* _EXERCISE GOAL_
Identify each line in the items below that contains the word "asphalt" and copy it out.

[Stored data]
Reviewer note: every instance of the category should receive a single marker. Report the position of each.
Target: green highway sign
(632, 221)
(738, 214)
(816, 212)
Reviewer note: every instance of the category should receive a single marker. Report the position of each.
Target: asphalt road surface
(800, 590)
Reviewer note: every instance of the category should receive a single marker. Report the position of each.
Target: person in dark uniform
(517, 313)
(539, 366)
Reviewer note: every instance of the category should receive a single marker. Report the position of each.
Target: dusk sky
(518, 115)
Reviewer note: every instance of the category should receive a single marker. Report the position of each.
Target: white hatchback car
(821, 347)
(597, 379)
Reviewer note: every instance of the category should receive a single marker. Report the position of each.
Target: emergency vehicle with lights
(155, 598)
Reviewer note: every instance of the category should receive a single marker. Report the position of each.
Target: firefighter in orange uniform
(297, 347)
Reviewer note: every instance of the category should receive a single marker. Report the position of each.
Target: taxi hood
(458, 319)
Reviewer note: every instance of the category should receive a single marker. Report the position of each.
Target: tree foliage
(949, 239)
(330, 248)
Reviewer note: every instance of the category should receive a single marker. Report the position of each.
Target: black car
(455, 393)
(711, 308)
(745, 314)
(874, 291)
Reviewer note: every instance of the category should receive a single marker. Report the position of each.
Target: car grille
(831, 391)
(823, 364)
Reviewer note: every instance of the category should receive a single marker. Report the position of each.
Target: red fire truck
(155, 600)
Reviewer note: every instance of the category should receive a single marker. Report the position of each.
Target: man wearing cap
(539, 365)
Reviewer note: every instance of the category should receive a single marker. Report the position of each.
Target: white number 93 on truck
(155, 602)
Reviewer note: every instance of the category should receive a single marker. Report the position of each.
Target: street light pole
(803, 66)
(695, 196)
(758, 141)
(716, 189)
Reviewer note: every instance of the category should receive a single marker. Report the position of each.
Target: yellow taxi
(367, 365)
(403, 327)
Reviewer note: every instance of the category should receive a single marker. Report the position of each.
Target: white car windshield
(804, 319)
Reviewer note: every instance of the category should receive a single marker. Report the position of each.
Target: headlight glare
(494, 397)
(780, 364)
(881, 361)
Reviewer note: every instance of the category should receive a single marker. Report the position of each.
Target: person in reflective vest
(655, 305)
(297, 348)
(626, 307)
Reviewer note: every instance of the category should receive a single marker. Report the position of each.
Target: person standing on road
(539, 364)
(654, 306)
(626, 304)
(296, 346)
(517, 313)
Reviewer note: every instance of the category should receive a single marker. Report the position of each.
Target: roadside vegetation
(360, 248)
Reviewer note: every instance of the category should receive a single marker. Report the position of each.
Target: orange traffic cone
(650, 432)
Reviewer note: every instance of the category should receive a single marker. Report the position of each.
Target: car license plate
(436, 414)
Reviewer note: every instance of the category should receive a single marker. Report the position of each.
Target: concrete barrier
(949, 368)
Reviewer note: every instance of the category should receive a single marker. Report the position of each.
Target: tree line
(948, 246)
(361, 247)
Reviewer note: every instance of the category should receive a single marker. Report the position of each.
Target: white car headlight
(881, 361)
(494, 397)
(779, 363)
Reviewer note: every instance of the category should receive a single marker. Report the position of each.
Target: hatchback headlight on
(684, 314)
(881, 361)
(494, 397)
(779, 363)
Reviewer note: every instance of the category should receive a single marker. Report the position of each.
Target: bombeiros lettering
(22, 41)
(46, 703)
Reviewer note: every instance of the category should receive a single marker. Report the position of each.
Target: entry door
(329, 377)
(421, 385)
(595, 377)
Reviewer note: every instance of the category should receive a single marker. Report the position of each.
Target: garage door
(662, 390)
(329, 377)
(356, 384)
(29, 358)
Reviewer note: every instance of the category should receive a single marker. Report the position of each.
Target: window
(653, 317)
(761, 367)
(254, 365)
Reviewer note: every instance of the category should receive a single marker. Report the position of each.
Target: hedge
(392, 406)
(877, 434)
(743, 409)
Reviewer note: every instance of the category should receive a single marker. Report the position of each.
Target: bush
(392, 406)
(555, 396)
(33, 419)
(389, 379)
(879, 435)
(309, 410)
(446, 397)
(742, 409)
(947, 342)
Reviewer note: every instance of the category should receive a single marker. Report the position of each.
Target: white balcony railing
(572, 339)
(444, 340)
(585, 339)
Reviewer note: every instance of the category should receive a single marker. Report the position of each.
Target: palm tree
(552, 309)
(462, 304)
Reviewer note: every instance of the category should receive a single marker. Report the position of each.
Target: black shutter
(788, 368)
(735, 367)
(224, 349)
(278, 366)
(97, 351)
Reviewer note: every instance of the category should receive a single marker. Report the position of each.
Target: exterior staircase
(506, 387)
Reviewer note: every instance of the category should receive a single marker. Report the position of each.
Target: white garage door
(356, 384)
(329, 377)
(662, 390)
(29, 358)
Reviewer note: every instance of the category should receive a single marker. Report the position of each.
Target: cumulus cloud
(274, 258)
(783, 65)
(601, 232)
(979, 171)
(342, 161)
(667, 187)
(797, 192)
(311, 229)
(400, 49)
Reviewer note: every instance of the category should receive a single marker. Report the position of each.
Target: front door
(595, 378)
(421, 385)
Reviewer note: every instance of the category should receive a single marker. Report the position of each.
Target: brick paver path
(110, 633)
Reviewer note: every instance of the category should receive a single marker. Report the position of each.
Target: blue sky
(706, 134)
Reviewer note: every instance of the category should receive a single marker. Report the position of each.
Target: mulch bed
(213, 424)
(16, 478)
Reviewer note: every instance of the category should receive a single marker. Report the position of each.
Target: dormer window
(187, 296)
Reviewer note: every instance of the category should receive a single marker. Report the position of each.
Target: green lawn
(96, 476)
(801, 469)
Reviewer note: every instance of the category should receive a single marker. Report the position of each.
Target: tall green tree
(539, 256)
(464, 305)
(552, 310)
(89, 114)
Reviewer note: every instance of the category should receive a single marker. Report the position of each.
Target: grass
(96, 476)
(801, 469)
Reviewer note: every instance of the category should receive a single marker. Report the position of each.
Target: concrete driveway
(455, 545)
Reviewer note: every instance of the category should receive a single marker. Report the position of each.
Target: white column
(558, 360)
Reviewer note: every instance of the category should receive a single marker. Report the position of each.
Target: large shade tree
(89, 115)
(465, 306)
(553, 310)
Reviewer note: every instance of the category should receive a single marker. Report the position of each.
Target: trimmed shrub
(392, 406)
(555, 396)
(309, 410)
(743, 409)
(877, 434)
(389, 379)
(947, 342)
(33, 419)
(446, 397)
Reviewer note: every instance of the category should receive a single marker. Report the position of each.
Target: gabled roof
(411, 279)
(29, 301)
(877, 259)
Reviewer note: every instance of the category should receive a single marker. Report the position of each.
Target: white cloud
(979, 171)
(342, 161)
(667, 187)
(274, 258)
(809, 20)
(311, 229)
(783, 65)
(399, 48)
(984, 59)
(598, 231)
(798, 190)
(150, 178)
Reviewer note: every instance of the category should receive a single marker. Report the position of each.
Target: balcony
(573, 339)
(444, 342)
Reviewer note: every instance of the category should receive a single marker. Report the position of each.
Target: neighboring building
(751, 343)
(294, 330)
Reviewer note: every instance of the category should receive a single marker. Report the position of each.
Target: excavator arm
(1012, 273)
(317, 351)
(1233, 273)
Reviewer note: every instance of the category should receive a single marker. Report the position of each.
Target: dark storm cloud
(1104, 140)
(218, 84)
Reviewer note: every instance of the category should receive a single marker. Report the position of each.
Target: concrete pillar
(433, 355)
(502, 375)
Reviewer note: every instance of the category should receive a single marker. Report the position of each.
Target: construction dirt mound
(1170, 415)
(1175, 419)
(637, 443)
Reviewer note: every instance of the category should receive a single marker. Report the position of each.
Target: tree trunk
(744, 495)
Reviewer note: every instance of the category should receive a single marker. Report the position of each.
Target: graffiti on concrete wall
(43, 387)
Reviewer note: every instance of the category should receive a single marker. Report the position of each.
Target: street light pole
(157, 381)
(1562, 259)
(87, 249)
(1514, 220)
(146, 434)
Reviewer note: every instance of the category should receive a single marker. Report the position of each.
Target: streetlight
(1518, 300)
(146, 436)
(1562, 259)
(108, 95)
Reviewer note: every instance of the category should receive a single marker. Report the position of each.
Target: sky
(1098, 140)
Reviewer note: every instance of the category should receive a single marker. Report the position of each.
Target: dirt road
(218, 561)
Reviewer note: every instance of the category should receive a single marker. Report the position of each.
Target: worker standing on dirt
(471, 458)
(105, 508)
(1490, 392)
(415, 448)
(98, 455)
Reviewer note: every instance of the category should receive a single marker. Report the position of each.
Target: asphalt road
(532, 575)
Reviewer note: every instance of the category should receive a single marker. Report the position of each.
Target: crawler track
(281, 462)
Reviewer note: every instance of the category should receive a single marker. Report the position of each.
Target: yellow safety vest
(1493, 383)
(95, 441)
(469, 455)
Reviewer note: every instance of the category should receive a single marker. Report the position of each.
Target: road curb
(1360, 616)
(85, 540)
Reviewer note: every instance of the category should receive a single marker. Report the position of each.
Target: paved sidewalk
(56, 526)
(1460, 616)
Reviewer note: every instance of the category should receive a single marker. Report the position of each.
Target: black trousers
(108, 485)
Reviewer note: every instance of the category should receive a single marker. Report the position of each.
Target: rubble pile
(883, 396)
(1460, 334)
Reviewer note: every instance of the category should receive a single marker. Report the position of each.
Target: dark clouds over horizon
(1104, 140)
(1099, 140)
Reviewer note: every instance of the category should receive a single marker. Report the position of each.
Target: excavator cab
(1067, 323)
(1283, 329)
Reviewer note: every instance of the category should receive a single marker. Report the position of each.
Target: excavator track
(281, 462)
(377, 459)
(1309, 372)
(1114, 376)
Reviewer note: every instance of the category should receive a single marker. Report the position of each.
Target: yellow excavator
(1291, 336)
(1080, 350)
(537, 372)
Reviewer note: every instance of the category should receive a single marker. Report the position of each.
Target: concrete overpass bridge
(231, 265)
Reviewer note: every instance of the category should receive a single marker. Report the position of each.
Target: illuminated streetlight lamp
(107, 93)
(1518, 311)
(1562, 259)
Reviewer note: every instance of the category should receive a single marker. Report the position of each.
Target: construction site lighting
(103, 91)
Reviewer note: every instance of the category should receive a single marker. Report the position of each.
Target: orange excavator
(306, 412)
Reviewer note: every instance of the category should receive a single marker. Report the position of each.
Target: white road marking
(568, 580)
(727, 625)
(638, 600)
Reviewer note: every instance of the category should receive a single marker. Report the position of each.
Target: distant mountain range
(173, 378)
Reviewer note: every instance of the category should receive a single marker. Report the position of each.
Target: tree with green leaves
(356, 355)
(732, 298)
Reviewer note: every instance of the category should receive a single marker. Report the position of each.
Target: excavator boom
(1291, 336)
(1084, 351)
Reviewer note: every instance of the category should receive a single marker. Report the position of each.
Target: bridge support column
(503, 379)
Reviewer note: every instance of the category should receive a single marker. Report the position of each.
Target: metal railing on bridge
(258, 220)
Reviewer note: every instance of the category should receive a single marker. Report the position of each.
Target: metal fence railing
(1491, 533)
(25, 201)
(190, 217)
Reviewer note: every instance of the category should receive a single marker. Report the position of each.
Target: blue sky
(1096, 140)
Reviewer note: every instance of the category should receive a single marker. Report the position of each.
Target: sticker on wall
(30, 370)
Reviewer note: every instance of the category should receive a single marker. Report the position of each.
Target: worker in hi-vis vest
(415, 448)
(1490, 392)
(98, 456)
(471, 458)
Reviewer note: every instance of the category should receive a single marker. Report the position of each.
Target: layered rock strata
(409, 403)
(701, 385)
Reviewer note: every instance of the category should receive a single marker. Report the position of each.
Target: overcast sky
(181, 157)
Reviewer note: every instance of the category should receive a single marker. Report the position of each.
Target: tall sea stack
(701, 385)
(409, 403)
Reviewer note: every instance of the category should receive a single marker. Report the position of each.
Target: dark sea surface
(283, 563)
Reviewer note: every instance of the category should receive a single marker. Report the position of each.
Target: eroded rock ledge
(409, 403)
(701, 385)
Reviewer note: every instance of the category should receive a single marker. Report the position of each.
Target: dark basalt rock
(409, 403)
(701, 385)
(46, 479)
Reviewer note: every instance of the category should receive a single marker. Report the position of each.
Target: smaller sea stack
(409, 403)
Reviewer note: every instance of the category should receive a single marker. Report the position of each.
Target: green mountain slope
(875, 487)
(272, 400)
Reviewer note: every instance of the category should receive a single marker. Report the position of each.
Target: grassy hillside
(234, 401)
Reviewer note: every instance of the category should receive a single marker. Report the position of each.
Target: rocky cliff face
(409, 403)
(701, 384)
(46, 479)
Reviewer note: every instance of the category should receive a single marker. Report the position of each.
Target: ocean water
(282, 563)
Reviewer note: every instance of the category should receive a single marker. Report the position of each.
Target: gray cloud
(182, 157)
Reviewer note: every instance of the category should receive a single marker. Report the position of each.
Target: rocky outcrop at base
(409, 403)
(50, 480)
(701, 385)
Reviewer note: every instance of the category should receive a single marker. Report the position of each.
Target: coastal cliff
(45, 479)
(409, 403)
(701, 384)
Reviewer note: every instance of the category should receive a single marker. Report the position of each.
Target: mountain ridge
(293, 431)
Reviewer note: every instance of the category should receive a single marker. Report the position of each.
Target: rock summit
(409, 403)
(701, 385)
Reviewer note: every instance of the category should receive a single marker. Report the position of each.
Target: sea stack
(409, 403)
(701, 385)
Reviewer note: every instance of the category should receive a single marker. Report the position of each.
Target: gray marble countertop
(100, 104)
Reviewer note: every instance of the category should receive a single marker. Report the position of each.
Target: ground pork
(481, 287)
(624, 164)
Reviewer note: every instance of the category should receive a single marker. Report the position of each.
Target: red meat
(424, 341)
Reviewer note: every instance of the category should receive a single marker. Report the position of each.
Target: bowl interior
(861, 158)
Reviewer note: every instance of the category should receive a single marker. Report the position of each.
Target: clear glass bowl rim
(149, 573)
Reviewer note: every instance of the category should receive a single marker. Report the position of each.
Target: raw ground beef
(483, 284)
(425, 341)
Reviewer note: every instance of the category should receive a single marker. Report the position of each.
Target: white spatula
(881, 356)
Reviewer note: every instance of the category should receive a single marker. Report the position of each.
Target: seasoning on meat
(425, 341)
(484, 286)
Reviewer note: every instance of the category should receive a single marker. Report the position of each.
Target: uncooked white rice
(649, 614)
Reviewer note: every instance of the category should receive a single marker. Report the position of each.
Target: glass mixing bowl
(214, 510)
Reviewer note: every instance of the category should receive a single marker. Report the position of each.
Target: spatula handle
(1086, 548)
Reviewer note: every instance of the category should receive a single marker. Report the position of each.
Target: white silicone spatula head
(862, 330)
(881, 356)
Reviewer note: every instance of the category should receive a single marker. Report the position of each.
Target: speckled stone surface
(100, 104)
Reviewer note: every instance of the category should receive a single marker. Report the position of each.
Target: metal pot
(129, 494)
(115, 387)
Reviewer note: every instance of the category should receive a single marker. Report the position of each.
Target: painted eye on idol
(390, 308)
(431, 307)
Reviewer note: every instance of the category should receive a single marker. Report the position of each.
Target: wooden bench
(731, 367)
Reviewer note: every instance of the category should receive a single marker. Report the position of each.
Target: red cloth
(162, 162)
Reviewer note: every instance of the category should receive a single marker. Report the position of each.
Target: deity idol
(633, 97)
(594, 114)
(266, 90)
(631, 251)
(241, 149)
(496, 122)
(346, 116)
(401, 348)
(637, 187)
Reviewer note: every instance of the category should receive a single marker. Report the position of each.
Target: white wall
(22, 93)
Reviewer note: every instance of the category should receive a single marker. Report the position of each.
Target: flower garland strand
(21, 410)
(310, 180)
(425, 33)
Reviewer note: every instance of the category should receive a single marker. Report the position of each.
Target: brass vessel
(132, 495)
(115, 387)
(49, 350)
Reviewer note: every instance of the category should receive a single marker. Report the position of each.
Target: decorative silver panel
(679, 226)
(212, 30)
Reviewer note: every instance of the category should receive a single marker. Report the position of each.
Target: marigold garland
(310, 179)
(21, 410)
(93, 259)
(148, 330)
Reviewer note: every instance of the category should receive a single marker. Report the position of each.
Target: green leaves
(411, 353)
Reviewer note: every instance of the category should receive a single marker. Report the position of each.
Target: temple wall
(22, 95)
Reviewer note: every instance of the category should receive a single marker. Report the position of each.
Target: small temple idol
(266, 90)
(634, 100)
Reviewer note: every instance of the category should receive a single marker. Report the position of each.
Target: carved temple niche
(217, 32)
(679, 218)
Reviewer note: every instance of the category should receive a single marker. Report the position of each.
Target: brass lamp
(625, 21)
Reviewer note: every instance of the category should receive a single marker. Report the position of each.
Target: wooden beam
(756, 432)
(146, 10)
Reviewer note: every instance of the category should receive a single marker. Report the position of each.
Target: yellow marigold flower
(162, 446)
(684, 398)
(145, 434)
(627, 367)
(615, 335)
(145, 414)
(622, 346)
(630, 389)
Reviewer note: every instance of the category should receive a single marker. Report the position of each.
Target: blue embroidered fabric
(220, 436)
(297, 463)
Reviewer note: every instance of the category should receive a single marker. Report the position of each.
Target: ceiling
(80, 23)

* _CORRECT ANSWER_
Target: asphalt road surface
Target: asphalt road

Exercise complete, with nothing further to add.